--- TEXTO DE LEITURA ---

Publicamos abaixo artigo escrito por Diana Assunção, Livia Barbosa e Babi Dellatorre para o Jornal Palavra Operária da Liga Estratégia Revolucionária.
Enquanto escrevemos esse artigo, 4 milhões de mulheres, meninas e meninos são explorados sexualmente no mundo inteiro. O Brasil é o primeiro país no ranking latino-americano em relação ao tráfico de mulheres
[1]. É também líder na lista de países com maior incidência de crimes de pornografia pela internet, e o terceiro colocado dentre os países com índice de abusos sexuais de crianças e adolescentes
[2]. Ao mesmo tempo, a sociedade patriarcal na qual vivemos naturaliza uma imagem abusiva das mulheres enquanto objetos sexuais para desfrute de terceiros, incentivando a busca de um estereótipo de beleza caro, muitas vezes inalcançável para a maioria de nós, reforçando a idéia de que as mulheres já se “emanciparam” sexualmente. Mas a sexualidade, especialmente a feminina
[3], é reprimida sempre e quando não está diretamente relacionada com a reprodução. Também, a decisão e autonomia das mulheres sobre seu próprio corpo são consideradas crime pela justiça burguesa de nosso país, resultando na morte de milhares de mulheres todos os anos por conta dos abortos clandestinos. É desta ordem patriarcal que o capitalismo se apropria para perpetuar a sua ordem de exploração.

---

De acordo com o texto de leitura, que posição o Brasil ocupa no ranking latino-americano de tráfico de mulheres?

--- MATERIAL FORNECIDO ---

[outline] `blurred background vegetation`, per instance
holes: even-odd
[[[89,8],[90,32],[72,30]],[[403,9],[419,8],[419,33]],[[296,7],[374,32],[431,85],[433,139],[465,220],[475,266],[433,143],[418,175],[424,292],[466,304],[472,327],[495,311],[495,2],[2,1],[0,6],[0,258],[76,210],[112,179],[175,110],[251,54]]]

---

- **SOLUÇÃO**
O Brasil ocupa o primeiro lugar.